__WHAT TO PRODUCE__
Sort through the material below and copy each line with "woman".

__DATA SUPPLIED__
———

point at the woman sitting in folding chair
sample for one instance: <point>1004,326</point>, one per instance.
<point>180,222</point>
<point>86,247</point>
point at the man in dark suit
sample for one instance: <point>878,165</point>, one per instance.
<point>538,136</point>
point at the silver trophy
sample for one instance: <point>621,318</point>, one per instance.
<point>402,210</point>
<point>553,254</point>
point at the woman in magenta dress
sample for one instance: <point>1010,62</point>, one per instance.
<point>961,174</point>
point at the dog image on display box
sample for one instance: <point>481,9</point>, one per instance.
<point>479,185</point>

———

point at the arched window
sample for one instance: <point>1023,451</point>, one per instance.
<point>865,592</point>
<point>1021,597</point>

———

__ANSWER TO THE PROBLEM__
point at the woman sitting in folding chair
point at the woman in magenta dress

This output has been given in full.